◆ Data extracts ◆
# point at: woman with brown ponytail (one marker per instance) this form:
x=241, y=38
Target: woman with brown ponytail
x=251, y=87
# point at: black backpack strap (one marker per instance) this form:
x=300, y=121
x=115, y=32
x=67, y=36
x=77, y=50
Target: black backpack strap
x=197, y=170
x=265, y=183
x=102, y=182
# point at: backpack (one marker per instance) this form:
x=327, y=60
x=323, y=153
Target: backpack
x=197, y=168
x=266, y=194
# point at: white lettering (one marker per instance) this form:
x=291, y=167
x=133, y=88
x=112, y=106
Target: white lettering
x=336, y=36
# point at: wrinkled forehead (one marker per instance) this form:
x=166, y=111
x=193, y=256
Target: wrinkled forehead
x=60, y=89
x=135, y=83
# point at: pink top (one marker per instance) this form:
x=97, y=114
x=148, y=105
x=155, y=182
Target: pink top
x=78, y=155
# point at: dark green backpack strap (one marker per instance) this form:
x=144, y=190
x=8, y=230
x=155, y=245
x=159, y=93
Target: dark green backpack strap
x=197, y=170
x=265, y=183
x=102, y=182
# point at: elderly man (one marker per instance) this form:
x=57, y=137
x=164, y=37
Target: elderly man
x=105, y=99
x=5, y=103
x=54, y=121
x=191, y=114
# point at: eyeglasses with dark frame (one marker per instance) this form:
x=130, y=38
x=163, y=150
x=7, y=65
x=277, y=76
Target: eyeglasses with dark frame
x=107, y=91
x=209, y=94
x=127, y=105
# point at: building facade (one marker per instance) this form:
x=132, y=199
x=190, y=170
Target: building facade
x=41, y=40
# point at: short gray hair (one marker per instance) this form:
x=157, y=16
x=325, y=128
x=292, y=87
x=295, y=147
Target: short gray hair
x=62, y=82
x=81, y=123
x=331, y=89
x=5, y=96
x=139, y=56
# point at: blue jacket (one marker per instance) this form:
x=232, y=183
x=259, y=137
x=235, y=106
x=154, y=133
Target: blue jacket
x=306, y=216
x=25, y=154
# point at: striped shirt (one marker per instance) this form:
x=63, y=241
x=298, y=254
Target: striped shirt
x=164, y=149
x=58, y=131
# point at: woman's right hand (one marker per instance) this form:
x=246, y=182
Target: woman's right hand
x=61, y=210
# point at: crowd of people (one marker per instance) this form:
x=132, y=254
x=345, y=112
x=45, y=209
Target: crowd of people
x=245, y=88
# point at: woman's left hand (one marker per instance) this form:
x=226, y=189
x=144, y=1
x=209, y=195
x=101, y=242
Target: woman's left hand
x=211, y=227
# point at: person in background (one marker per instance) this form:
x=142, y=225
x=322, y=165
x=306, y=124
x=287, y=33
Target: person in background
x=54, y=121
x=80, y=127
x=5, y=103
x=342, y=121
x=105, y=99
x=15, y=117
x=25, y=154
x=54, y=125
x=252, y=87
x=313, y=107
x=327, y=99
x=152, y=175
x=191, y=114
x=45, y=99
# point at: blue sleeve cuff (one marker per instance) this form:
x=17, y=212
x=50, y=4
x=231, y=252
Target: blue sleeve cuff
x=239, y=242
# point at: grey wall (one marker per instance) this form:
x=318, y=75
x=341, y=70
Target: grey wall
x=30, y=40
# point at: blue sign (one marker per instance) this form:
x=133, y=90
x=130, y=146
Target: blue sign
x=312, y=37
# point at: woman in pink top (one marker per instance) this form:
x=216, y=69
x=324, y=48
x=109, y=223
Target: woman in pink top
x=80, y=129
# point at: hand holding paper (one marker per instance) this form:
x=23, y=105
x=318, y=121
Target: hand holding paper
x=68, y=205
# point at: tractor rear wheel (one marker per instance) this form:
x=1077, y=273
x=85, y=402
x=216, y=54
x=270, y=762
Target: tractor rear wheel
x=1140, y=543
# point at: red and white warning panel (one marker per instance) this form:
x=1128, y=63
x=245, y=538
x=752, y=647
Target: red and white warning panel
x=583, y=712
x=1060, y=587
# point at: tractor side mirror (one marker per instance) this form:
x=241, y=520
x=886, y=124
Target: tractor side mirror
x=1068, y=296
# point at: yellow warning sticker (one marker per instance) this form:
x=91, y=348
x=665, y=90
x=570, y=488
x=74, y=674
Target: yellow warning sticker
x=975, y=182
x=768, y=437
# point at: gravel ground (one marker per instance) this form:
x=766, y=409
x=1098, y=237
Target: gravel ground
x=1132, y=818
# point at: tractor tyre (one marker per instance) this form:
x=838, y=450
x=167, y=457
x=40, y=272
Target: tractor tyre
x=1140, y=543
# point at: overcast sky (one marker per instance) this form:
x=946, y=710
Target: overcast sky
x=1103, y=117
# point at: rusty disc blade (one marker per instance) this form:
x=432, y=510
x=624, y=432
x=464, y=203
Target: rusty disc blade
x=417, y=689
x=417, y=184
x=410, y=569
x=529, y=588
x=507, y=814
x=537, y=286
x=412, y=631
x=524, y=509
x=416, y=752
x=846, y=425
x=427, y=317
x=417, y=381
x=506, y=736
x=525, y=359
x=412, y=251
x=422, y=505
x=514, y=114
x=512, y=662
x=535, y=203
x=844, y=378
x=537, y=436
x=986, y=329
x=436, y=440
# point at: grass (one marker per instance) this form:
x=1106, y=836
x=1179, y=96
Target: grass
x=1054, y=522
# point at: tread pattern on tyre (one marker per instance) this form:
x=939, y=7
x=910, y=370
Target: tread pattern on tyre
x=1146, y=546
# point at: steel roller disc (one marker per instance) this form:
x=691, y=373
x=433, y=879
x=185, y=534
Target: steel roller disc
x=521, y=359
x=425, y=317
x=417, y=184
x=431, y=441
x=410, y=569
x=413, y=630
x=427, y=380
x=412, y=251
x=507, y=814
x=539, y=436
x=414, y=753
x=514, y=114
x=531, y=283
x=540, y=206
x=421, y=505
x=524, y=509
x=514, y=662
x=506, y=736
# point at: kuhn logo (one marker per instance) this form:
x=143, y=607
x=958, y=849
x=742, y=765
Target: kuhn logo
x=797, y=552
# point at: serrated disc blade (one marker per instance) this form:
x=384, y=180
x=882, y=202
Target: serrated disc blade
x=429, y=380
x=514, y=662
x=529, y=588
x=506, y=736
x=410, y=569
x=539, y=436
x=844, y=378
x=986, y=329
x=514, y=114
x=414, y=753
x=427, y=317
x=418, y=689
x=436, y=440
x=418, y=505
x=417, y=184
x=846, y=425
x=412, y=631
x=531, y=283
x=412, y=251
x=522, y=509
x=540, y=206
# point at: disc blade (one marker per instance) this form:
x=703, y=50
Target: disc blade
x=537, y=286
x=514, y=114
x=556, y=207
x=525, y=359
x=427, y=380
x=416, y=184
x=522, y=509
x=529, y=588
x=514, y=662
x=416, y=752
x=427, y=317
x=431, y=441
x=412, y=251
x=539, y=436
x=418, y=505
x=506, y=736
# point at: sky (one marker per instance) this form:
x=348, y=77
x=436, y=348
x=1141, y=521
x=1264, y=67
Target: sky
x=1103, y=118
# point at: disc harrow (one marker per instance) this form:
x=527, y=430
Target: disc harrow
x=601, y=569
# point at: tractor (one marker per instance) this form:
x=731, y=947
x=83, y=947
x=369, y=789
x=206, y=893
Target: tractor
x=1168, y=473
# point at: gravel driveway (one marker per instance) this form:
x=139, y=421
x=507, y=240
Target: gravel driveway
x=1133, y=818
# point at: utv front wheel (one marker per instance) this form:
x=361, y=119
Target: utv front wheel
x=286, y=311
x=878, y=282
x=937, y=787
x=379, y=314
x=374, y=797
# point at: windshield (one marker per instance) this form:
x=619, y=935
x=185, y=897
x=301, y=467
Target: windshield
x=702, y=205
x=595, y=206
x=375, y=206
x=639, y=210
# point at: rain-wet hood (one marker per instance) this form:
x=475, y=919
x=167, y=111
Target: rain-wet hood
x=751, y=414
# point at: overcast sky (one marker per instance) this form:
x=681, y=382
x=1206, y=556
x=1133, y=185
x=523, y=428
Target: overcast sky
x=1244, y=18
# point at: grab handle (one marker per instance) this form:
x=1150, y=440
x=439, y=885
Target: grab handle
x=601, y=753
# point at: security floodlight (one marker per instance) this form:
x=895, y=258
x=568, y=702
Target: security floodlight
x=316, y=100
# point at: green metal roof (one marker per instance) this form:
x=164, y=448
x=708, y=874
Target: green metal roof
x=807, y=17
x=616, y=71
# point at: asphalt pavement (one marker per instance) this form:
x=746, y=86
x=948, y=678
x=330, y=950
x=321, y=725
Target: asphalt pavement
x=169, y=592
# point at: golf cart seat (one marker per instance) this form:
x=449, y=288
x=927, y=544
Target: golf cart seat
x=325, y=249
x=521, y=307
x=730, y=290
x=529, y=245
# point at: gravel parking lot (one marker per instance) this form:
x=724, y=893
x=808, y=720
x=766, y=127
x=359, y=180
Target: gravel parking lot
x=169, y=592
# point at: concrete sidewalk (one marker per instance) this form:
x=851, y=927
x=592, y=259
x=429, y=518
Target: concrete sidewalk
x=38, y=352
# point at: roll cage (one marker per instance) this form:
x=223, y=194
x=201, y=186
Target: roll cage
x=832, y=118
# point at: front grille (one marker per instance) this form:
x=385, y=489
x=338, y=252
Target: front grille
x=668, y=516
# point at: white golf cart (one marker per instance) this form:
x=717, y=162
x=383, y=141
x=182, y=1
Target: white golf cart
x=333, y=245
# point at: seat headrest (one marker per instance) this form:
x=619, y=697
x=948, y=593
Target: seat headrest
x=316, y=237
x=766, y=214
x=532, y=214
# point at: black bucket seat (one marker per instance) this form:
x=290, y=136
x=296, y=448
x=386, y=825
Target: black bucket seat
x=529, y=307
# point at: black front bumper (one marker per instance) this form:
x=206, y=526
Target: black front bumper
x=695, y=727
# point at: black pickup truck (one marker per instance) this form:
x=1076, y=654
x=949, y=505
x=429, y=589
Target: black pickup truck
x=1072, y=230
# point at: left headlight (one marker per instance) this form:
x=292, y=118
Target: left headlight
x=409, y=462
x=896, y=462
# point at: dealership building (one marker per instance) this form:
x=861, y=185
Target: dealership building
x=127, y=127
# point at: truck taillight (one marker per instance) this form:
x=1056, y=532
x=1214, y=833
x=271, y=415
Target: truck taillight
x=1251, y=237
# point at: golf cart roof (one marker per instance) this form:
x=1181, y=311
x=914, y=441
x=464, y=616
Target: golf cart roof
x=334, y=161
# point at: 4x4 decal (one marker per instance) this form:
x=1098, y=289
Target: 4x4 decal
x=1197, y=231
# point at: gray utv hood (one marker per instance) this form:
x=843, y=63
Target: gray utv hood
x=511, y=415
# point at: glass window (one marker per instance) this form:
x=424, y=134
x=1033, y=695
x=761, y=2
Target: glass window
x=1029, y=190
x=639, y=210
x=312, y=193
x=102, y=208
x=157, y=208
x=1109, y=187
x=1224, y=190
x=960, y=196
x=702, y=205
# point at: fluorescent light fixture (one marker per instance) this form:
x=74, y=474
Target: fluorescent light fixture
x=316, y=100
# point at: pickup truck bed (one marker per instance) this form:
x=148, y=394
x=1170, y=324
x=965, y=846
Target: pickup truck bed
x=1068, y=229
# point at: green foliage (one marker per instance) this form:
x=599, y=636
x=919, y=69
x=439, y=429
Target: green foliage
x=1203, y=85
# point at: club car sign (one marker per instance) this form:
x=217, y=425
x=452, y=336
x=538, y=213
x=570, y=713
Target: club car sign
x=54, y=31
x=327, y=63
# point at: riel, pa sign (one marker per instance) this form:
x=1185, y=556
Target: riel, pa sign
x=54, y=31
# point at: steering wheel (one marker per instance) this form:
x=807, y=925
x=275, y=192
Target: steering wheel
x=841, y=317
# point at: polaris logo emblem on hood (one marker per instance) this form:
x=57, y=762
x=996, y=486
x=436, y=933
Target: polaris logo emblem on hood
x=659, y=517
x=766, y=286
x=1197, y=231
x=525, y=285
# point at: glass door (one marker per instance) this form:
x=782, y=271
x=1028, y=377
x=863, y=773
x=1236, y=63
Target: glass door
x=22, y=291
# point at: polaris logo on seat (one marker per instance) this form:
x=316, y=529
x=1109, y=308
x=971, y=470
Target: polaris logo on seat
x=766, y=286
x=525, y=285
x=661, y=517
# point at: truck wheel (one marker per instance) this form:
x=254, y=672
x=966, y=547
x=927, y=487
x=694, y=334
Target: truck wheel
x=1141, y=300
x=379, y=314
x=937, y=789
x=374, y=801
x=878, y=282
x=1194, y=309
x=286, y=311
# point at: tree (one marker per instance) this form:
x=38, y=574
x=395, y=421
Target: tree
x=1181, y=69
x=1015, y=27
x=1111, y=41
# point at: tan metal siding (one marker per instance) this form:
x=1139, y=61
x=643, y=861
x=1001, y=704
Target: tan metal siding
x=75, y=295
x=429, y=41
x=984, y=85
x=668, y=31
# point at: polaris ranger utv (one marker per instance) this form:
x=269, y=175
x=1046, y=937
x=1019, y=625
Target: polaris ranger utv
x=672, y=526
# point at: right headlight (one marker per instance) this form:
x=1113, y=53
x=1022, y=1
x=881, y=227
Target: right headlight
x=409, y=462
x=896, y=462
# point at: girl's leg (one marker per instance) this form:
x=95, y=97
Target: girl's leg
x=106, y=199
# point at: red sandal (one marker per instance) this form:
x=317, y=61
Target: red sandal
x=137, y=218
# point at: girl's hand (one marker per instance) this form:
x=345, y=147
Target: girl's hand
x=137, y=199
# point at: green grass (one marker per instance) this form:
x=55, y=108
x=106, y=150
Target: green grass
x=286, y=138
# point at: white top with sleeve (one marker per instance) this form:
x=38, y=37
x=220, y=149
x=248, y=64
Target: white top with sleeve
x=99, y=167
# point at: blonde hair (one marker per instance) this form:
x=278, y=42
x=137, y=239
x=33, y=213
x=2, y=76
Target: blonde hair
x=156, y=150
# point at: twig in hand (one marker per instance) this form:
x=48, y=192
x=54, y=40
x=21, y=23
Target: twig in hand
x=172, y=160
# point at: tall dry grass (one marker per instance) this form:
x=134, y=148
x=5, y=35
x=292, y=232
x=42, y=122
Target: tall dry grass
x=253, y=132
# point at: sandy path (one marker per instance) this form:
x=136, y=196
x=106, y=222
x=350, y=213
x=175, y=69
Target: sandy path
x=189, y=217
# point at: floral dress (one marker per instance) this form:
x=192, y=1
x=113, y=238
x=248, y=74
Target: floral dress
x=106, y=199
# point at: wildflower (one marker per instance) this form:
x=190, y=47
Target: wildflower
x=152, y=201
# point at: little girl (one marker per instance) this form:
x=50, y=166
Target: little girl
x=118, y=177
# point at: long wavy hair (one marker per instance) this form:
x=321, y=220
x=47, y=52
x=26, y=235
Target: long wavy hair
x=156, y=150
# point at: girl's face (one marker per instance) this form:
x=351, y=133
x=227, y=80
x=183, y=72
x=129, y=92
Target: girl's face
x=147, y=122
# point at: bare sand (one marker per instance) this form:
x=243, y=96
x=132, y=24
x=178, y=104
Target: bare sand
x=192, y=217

◆ What this task involves ◆
Write out only what runs from the line holding "Target: floral dress" through the last line of the records, exactly as shown.

◆ Your solution ◆
Target: floral dress
x=106, y=199
# point at: wildflower (one marker per instance) this form:
x=190, y=47
Target: wildflower
x=152, y=201
# point at: little girl (one marker per instance) this form:
x=50, y=166
Target: little girl
x=118, y=177
# point at: long wavy hair (one marker per instance) this form:
x=321, y=220
x=47, y=52
x=26, y=235
Target: long wavy hair
x=156, y=150
# point at: girl's face (one marker per instance) this form:
x=351, y=133
x=227, y=80
x=183, y=72
x=129, y=92
Target: girl's face
x=147, y=122
# point at: bare sand (one marker per instance) this form:
x=243, y=96
x=132, y=24
x=178, y=104
Target: bare sand
x=192, y=217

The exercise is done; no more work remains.